» Bloc de texte:
>>>
Tu touches ici quelque chose qui m’importe beaucoup… Il y aussi autre chose, à savoir le désir d’être invisible partout dans le monde. J’ai la conviction que tous les êtres humains ont la même valeur, la même qualité. Du coup, je n’ai pas de problème à m’exposer, à partir ailleurs. Au Cambodge, je passais des journées sur ma moto, je m’arrêtais quelque part, et au bout de deux secondes on m’oubliait, j’étais invisible. Je suis alors à côté des autres avec les autres, partout ailleurs : le monde est mon monde, sans frontières. En même temps, bien sûr, comme le monde tel qu’il est n’est pas idéal, tu te retrouves dans des choses qui ne sont pas toujours faciles… Mais ce que tu dis est très vrai. Et la photographie est un bon moyen pour cette exposition au monde : tu prends ton appareil, tu te déplaces, tu pars à l’autre bout de la planète.

Je repense à ce que tu disais tout à l’heure au sujet de photographier avec l’argentique, de ne pas voir tout de suite le résultat, de devoir attendre, donc d’être dans une certaine ignorance et de non maîtrise, d’expérimenter cela. Il me semble que ça rejoint ce qu’on dit là : la création d’une situation où l’on expérimente une forme de vulnérabilité, d’ouverture à l’inconnu et à ce qui arrive, non ?

Pas de stratégie, pas de maitrise. Pour moi, c’est évident que je ne peux fonctionner que comme ça. Je suis incapable d’avoir une stratégie…

C’est une condition pour être ouvert au monde, vivre dans cette ouverture, ne pas retrouver dans le monde ce que tu y cherches par avance mais y trouver ce que tu peux rencontrer et qui n’était pas prévu, pensé ou voulu à l’avance.
<<<
» Données fournies:
>>>
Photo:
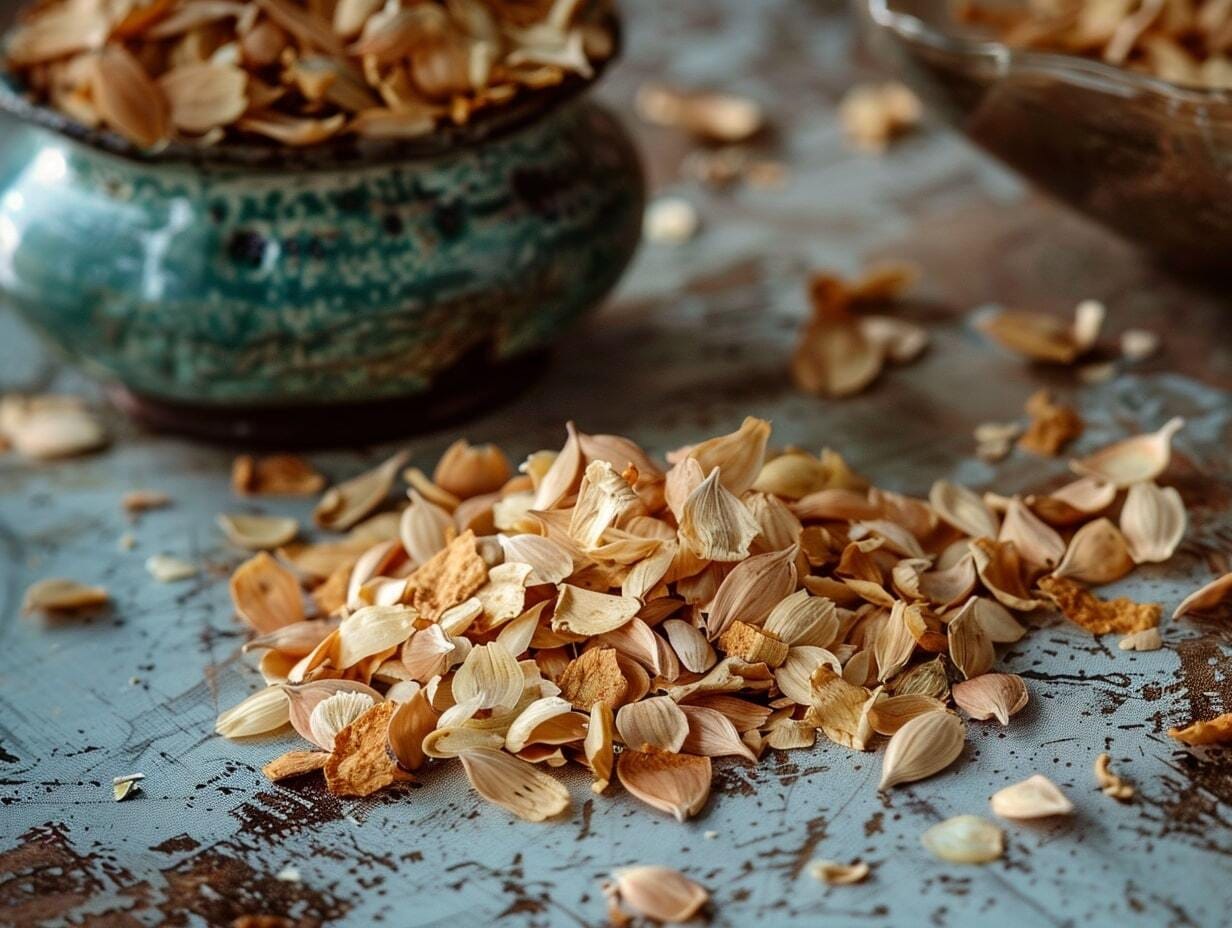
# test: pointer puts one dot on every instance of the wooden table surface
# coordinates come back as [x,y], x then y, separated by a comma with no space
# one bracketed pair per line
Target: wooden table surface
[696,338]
<<<
>>>
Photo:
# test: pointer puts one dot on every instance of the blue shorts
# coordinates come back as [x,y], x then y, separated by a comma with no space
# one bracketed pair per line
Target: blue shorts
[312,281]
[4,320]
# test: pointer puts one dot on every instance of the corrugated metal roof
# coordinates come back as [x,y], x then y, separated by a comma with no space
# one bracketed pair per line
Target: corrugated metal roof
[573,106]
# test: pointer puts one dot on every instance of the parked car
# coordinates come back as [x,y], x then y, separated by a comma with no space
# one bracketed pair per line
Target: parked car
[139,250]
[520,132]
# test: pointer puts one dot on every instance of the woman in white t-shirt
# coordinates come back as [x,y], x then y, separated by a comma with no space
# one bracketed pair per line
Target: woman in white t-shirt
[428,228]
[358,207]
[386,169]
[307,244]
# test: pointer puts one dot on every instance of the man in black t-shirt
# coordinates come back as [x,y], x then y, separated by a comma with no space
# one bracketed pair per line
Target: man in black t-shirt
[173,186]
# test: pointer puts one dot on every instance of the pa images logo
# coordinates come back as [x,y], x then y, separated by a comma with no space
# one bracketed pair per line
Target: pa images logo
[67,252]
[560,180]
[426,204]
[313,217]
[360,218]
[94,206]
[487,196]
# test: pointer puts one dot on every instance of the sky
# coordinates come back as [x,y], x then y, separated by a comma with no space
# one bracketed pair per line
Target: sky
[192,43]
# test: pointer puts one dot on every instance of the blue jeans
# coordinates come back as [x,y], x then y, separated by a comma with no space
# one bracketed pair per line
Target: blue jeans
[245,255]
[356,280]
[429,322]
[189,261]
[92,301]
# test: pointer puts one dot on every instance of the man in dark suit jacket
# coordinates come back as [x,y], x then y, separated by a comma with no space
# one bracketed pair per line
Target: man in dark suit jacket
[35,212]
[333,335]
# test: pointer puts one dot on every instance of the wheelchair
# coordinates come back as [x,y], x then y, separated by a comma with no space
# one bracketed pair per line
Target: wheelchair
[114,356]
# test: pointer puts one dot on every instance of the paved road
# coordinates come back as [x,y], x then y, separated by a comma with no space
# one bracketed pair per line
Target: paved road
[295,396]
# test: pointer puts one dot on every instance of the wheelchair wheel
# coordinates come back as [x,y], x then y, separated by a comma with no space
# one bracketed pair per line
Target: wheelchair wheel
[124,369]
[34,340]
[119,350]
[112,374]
<<<
>>>
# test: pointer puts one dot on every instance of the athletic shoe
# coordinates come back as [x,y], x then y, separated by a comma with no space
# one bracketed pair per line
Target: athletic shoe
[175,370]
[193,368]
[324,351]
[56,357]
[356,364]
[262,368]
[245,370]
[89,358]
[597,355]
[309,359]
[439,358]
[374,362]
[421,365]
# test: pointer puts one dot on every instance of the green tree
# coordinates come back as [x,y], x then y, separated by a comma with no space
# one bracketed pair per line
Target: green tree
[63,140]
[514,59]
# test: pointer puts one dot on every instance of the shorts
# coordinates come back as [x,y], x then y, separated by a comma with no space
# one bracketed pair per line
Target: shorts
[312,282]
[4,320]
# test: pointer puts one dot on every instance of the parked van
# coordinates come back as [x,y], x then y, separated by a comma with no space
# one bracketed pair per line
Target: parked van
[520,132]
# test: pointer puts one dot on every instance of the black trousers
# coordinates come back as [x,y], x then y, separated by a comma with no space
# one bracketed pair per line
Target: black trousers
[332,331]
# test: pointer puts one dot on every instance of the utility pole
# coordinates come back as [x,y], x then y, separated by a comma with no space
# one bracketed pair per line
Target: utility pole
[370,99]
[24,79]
<<<
» Série de tâches:
1) Comment traduire en anglais cette phrase du texte sur la photographie : « J’ai la conviction que tous les êtres humains ont la même valeur, la même qualité. »
2) Pouvez-vous reprendre le texte sur la photographie à la suite de sa dernière phrase et le poursuivre ?
Les enregistrements n'entrent pas en jeu ici.

» Corrigé des exercices:
1) I am convinced that all human beings have the same worth, the same quality.

2)
Oui, complètement.

Puisque l’on parle de la vulnérabilité, d’un rapport au monde dans lequel on est exposé au monde avec sa vulnérabilité, est-ce que dans cette vulnérabilité le fait d’être une femme joue un rôle ? On ne peut pas dire que la situation des femmes dans le monde rend leur existence facile, au contraire, leurs possibilités dans l’espace public, par exemple, sont souvent réduites, des formes de violence s’exercent sur elles, ou bien en tant que femmes elles sont moins considérées que les hommes, etc. Est-ce que c’est quelque chose qui correspond à ton expérience ?

C’est un sujet qui est devenu récurrent. Par exemple, nous sommes effectivement peu présentes dans les collections. Dans mon parcours, j’ai eu à faire à des réactions qui sont certainement liées au fait que je suis une femme. J’ai entendu des photographes hommes dire que c’était plus facile d’être photographe pour une femme. C’est plus facile pour une femme d’entrer dans les communautés de femmes en Iran et de les photographier, évidemment. Mais que ce soit plus facile en général, je ne vois pas ce que ça veut dire. J’ai du mal à dire des choses définitives sur ces questions. Dans un environnement social qui favorise l’homme, le masculin, il semble plus difficile pour une femme d’être incluse, de travailler, d’avoir certaines opportunités pour lesquelles on va plutôt, spontanément, penser à un homme. C’est une situation qui n’est pas simple.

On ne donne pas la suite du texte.